[Opening Data for review section]

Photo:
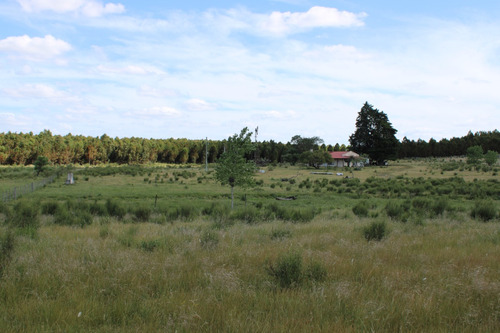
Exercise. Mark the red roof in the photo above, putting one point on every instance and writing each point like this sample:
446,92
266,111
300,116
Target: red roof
338,155
343,155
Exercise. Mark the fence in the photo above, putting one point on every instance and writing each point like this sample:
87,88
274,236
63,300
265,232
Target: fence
18,191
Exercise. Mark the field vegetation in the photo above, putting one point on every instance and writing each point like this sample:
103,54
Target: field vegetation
413,246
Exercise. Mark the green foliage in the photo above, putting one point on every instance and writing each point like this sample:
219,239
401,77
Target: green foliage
397,211
249,214
115,208
142,213
209,239
6,247
491,157
185,212
232,168
50,207
299,149
280,234
41,164
316,158
316,271
375,231
25,215
474,154
439,206
374,135
484,210
287,271
149,245
361,209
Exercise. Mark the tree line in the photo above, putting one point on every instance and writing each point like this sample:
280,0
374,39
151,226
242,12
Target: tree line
25,148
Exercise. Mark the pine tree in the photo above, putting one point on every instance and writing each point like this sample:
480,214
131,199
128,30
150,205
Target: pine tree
374,135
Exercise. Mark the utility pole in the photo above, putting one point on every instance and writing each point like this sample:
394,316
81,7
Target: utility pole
206,154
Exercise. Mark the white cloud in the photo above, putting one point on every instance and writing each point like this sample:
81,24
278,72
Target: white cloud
156,112
196,104
88,8
39,91
282,23
157,92
129,69
34,48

[Closing Data for review section]

▶ _Exercise_
Return the entries above exactly and in full; do not include images.

▶ _Problem solution_
Photo:
Exercise. Mark the red roof in the photo above, putting one point on every instance and writing each point like this sample:
446,92
266,111
300,116
Target: red roof
338,155
343,155
Exercise. Mark the fence in the photo above, putting one point on every instance and writing each point like this sample:
87,88
274,236
63,300
265,232
Target: fence
18,191
Exercise. Mark the field vegetation in the photo above, putting one point on every instance and writing each point like this sample:
103,54
Target: field vegetation
413,246
Exercise. Mark the green foliage in the photo above, putting one point on every instance and writing each point like this sample:
219,239
401,77
Target: green foliage
397,211
249,214
115,208
142,213
209,239
6,247
491,157
185,212
232,168
50,207
299,149
280,234
41,164
316,158
316,271
375,231
25,215
474,154
439,206
374,135
484,210
287,271
149,245
361,209
Exercise. Mark the tree line in the photo above, putting one point on every instance and writing each point like this sample:
280,0
374,39
151,226
242,12
Target: tree line
25,148
Exercise. Mark the pine tree in the photo above, putting one point on every instance and writing each point like this sample:
480,214
131,199
128,30
150,205
Target: pine tree
374,135
Exercise. Mark the utility pole in the photo above, putting one point on every instance and writing each point like this sample:
394,316
81,7
Target: utility pole
206,154
Exercise. Mark the white cloud in the photo above, putting one point on every instance and writing each point like this sample:
81,24
278,72
Target: white cloud
156,112
196,104
88,8
39,91
282,23
157,92
129,69
34,48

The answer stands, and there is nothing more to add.